- **Stated goal A**:
List every company named in the article on Phoenix office vacancies.
- **Stated goal B**:
In the article on Phoenix office vacancies, reproduce the stretch from "That’s about 28" through "CB Richard Ellis.", swapping "empty space" for "vacant space".
- **Stated goal C**:
Extend the article on commercial real estate vacancies in the Phoenix area beyond its last sentence.

- **Article**:
>> Begin

Recent Articles
Oct 16, 2009 | No Comments | Sean Mills
Finally some CRE news unfortunately it is not the good news we could all use.-Sean
Commercial real estate vacancies hit nearly 25% in Phoenix Valley area. Scottsdale and Southeast Valley vacancies are even higher. Please consider Office vacancy rates in Valley hit record.
Nearly 1 out of every 4 square feet of Valley office space was vacant [...]
Finally some CRE news unfortunately it is not the good news we could all use.-Sean
Commercial real estate vacancies hit nearly 25% in Phoenix Valley area. Scottsdale and Southeast Valley vacancies are even higher. Please consider Office vacancy rates in Valley hit record.
Nearly 1 out of every 4 square feet of Valley office space was vacant in the third quarter ending Sept. 30, commercial-real-estate experts said.
That’s about 28 million square feet of empty space, according to Phoenix commercial-realty brokerage Colliers International, one of several Valley firms tracking the progress of sales and the leasing of office, industrial and retail buildings.
Within the next few months, about 2 million more square feet of office space will open, and less than 20 percent of it has been reported as spoken for by a future tenant.
One of the soon-to-open buildings, the 400,000-square-foot One Central Park East office tower in downtown Phoenix [at left], has yet to announce a lease agreement despite plans to open by the end of the year.
“Actually, leasing agents are optimistic,” said Broker Mindy Korth of Phoenix-based CB Richard Ellis.
Korth said One Central Park is a desirable location that ultimately will find its audience. But she agreed with other experts that the high prices paid by companies such as One Central Park developer Mesirow Financial Real Estate Inc. could make it difficult to pay the bills, based on today’s lower lease rates.
More than 2,200 commercial properties in Maricopa County have received 90-day foreclosure notices since Jan. 1, representing more than $7 billion in real-estate loans on which the borrowers have failed to make payments.

>> End

- **Data excerpts**:
>> Begin

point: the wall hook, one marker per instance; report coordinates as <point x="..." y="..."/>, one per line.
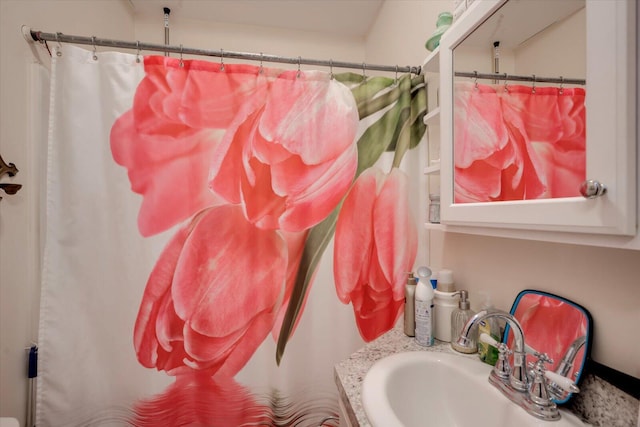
<point x="59" y="49"/>
<point x="95" y="55"/>
<point x="11" y="170"/>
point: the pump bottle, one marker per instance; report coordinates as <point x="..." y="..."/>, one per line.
<point x="424" y="308"/>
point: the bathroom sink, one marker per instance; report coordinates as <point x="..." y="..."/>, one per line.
<point x="425" y="388"/>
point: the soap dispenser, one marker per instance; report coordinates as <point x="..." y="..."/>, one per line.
<point x="459" y="318"/>
<point x="424" y="308"/>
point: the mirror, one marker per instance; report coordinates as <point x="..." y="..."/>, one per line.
<point x="558" y="327"/>
<point x="519" y="119"/>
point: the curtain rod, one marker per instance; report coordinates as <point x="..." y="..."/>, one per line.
<point x="513" y="77"/>
<point x="30" y="35"/>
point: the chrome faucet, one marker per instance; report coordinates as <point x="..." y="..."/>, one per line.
<point x="516" y="375"/>
<point x="533" y="391"/>
<point x="565" y="367"/>
<point x="566" y="364"/>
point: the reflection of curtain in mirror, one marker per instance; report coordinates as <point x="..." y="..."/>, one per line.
<point x="516" y="143"/>
<point x="190" y="215"/>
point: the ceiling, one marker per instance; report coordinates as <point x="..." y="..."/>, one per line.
<point x="352" y="18"/>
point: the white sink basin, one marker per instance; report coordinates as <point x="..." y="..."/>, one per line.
<point x="423" y="388"/>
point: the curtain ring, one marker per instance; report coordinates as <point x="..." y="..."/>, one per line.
<point x="533" y="86"/>
<point x="59" y="50"/>
<point x="93" y="41"/>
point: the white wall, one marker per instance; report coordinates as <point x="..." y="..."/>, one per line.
<point x="254" y="39"/>
<point x="19" y="234"/>
<point x="19" y="242"/>
<point x="605" y="281"/>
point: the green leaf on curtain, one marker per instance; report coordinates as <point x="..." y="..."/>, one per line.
<point x="317" y="241"/>
<point x="403" y="121"/>
<point x="379" y="137"/>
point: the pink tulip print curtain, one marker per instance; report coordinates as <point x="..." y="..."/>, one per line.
<point x="517" y="142"/>
<point x="218" y="237"/>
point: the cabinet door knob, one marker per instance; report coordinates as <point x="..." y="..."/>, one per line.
<point x="591" y="189"/>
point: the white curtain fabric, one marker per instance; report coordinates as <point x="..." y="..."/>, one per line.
<point x="96" y="265"/>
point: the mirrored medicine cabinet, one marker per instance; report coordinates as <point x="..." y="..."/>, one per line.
<point x="507" y="66"/>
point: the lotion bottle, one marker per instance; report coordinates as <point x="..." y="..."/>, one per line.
<point x="444" y="302"/>
<point x="424" y="308"/>
<point x="409" y="306"/>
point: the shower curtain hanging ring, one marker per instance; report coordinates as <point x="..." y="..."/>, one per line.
<point x="59" y="50"/>
<point x="533" y="86"/>
<point x="93" y="41"/>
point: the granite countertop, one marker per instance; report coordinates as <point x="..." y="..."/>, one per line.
<point x="350" y="373"/>
<point x="598" y="403"/>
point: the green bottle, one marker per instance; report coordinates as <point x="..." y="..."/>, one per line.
<point x="487" y="352"/>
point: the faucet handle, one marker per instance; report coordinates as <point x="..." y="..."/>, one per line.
<point x="563" y="382"/>
<point x="538" y="401"/>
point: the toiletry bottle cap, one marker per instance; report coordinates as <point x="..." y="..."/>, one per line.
<point x="464" y="301"/>
<point x="445" y="281"/>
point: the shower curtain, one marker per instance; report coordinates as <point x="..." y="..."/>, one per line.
<point x="518" y="142"/>
<point x="218" y="236"/>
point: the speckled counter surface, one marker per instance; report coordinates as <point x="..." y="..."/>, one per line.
<point x="350" y="373"/>
<point x="599" y="403"/>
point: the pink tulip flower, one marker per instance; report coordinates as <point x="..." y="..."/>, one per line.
<point x="291" y="157"/>
<point x="167" y="141"/>
<point x="515" y="145"/>
<point x="375" y="245"/>
<point x="199" y="400"/>
<point x="213" y="296"/>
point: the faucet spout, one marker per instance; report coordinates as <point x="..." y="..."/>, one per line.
<point x="462" y="344"/>
<point x="518" y="378"/>
<point x="566" y="364"/>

>> End

- **Right answer A**:
Colliers International, CB Richard Ellis, Mesirow Financial Real Estate Inc.

- **Right answer B**:
That’s about 28 million square feet of vacant space, according to Phoenix commercial-realty brokerage Colliers International, one of several Valley firms tracking the progress of sales and the leasing of office, industrial and retail buildings.
Within the next few months, about 2 million more square feet of office space will open, and less than 20 percent of it has been reported as spoken for by a future tenant.
One of the soon-to-open buildings, the 400,000-square-foot One Central Park East office tower in downtown Phoenix [at left], has yet to announce a lease agreement despite plans to open by the end of the year.
“Actually, leasing agents are optimistic,” said Broker Mindy Korth of Phoenix-based CB Richard Ellis.

- **Right answer C**:
Valley Vacancies
- Overall vacancies – 24.2 percent
- Scottsdale vacancies – 29.1 percent
- Downtown Phoenix vacancies – 15.7 percent
- Southeast Valley vacancies – 30.5 percent
Musical Chairs, With “Desirable Chairs” Added Each Round
Arizona leasing agents are optimistic because the “real-estate crash positions Phoenix as an attractive relocation area for companies in more expensive states, such as California“.
Let’s assume for a moment that businesses transfer to Arizona from California. What would that do to California jobs and California commercial real estate prices? How many tax breaks will Phoenix give to get corporations to relocate? Will California, Illinois, New York, and other places quietly let businesses leave?
Without new business expansion, this setup is nothing more than a game of musical chairs except no chairs are ever removed. Instead so-called “desirable chairs” like One Central Park are added every round, not just in Phoenix, but Miami, Chicago, Portland, San Diego, and countless other places.
Do the math. Musical chairs in reverse is not a viable economic model.
“If you build it, they will come” cannot possibly work unless the number of players increases faster than the number of chairs. The reverse is happening. More chairs are added each month than participants in the game.
Bundle of Joy
I have good news to report tonight. Someone has finally seen me for the joyful optimist that I am.
In Real Estate Strikes Back Planet Yelnick notes: “Mish was a bundle of joy today, also reporting that rents have fallen for the first time in 17 years, and that new FHA rules make condos utterly worthless.”
“Bundle of Joy” was the title of Thursday’s Podcast on HoweStreet.
Forget all that gloom’n'doom stuff, Mish has some GOOD news…rents are falling!
Please click on the link and listen in.
Phil Mackesy and I discussed housing in Vancouver, falling rents in the US, and what it’s like to be under the lights for Three Yahoo Tech Tickers: Deflation, Gold, Stock Market.
Residential rents are indeed falling, as are corporate lease rates. And with this game of musical chairs, commercial real estate lease rates are sure to continue falling for quite some time.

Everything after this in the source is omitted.